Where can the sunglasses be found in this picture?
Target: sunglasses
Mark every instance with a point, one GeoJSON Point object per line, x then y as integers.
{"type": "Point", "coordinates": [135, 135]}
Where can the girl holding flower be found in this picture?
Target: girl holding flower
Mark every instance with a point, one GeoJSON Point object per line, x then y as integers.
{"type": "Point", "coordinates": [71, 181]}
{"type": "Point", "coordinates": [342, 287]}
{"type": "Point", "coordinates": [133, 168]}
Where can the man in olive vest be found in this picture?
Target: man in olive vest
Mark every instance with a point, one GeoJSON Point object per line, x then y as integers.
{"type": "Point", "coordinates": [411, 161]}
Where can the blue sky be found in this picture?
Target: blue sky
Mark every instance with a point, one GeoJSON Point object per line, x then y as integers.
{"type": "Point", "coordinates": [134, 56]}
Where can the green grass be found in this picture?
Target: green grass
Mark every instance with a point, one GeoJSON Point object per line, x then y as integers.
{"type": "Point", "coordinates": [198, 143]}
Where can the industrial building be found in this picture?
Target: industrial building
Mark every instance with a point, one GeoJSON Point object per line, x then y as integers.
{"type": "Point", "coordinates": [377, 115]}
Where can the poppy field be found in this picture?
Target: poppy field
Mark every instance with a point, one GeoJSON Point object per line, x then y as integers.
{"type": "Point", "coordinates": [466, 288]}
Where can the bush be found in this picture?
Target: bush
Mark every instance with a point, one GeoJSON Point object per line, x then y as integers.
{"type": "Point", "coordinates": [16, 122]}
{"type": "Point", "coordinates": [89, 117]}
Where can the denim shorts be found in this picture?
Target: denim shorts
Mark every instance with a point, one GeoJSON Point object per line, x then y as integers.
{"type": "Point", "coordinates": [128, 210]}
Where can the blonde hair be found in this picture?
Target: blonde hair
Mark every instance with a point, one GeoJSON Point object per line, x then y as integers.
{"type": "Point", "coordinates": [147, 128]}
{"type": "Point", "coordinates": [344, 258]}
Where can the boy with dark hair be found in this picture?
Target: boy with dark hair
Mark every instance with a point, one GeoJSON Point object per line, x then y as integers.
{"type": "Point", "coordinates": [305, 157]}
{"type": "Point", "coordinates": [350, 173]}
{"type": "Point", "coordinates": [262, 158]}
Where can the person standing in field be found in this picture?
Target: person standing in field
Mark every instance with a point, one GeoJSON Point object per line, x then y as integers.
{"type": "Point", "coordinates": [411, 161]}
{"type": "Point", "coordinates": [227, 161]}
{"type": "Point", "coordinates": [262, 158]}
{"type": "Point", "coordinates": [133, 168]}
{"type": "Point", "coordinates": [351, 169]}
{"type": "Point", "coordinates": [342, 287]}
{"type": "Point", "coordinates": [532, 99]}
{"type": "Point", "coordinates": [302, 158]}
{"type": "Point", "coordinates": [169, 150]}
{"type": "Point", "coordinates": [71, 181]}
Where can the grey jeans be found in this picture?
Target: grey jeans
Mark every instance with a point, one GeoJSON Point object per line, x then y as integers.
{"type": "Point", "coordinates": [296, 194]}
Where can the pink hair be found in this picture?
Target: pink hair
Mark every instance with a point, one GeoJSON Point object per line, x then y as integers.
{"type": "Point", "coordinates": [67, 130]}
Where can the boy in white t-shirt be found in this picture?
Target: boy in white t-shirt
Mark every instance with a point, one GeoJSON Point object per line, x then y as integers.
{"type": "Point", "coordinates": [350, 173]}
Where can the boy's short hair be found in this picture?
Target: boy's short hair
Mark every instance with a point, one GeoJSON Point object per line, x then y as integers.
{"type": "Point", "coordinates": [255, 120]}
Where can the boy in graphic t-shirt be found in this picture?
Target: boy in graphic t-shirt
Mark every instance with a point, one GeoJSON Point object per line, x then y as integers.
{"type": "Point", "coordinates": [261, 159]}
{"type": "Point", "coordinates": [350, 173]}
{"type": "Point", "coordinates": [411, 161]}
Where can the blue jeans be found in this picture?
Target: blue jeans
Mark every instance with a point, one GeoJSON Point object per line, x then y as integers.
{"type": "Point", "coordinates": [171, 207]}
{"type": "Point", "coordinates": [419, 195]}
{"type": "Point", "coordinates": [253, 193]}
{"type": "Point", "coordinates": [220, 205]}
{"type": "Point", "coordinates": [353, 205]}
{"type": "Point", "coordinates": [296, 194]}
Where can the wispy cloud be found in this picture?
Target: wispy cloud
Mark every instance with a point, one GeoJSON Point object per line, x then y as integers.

—————

* **WRITTEN REQUEST**:
Return all of the records above verbatim, line for line, with nothing changed.

* **THE OUTPUT**:
Where can the sunglasses be found in this picture?
Target: sunglasses
Mark every instance with a point, one GeoJSON Point object per line, x then y as integers.
{"type": "Point", "coordinates": [135, 135]}
Where can the girl holding flower be found in this picture?
Target: girl holding flower
Mark every instance with a point, one GeoJSON Point object per line, x then y as integers.
{"type": "Point", "coordinates": [71, 181]}
{"type": "Point", "coordinates": [342, 287]}
{"type": "Point", "coordinates": [133, 168]}
Where can the man in olive vest be found in this picture?
Target: man in olive vest
Mark every instance with a point, one GeoJSON Point object per line, x then y as integers.
{"type": "Point", "coordinates": [411, 161]}
Where can the blue sky be found in this picture?
Target: blue sky
Mark every instance with a point, one GeoJSON Point object per line, x then y as integers.
{"type": "Point", "coordinates": [134, 56]}
Where can the green grass be found in this picture?
Target: green grass
Mark every instance with a point, one GeoJSON Point object per line, x then y as integers.
{"type": "Point", "coordinates": [198, 143]}
Where can the industrial building be found in this picture?
Target: industrial building
Mark every instance with a point, one GeoJSON Point object per line, x then y as integers.
{"type": "Point", "coordinates": [377, 115]}
Where can the poppy field be found in this picture?
Target: poppy field
Mark every instance with a point, one GeoJSON Point object per line, x then y as integers.
{"type": "Point", "coordinates": [466, 288]}
Where can the bush be found in this picture?
Target: bush
Mark every instance with a point, one GeoJSON Point object per line, x then y as integers.
{"type": "Point", "coordinates": [16, 122]}
{"type": "Point", "coordinates": [89, 117]}
Where can the denim shorts be found in this picture?
Target: denim shorts
Mark every instance with a point, one GeoJSON Point object per line, x then y as integers.
{"type": "Point", "coordinates": [128, 210]}
Where can the blonde hair be found in this picture?
Target: blonde hair
Mark every instance with a point, one GeoJSON Point object per line, x then y as integers.
{"type": "Point", "coordinates": [147, 128]}
{"type": "Point", "coordinates": [344, 258]}
Where can the boy with dark hair be found in this picture?
Target: boy with dark hair
Mark every instance with a point, one GeoJSON Point object per line, x then y as integers.
{"type": "Point", "coordinates": [305, 157]}
{"type": "Point", "coordinates": [350, 173]}
{"type": "Point", "coordinates": [262, 158]}
Where can the person standing in field be found in this picture?
Target: person standing in field
Mark every instance with a point, one GeoJSON Point object per line, x then y as integers.
{"type": "Point", "coordinates": [411, 161]}
{"type": "Point", "coordinates": [227, 161]}
{"type": "Point", "coordinates": [262, 158]}
{"type": "Point", "coordinates": [133, 168]}
{"type": "Point", "coordinates": [351, 169]}
{"type": "Point", "coordinates": [342, 287]}
{"type": "Point", "coordinates": [532, 99]}
{"type": "Point", "coordinates": [302, 158]}
{"type": "Point", "coordinates": [169, 150]}
{"type": "Point", "coordinates": [71, 181]}
Where can the grey jeans be found in this picture?
Target: grey jeans
Mark every instance with a point, one GeoJSON Point object per line, x then y as integers.
{"type": "Point", "coordinates": [296, 194]}
Where can the pink hair be found in this picture?
Target: pink hair
Mark every instance with a point, one GeoJSON Point object per line, x then y as integers.
{"type": "Point", "coordinates": [67, 130]}
Where can the boy in white t-shirt be found in this picture?
Target: boy in white t-shirt
Mark every instance with a point, one GeoJSON Point object per line, x then y as integers.
{"type": "Point", "coordinates": [350, 173]}
Where can the boy's short hair be found in this picture?
Target: boy's short hair
Mark every instance with a point, one GeoJSON Point object per line, x then y as integers.
{"type": "Point", "coordinates": [255, 120]}
Where can the boy in graphic t-shirt be found in this picture?
Target: boy in graphic t-shirt
Mark every instance with a point, one GeoJSON Point object per line, x then y as integers.
{"type": "Point", "coordinates": [261, 159]}
{"type": "Point", "coordinates": [350, 173]}
{"type": "Point", "coordinates": [411, 161]}
Where can the blue jeans be found in this picture?
Target: blue jeans
Mark every instance with a point, one GeoJSON Point object per line, x then y as integers.
{"type": "Point", "coordinates": [171, 207]}
{"type": "Point", "coordinates": [419, 195]}
{"type": "Point", "coordinates": [253, 193]}
{"type": "Point", "coordinates": [220, 205]}
{"type": "Point", "coordinates": [353, 205]}
{"type": "Point", "coordinates": [296, 194]}
Where can the wispy cloud be found in this picture?
Target: wispy cloud
Mark every instance with a point, one GeoJSON Point object per line, x then y as integers.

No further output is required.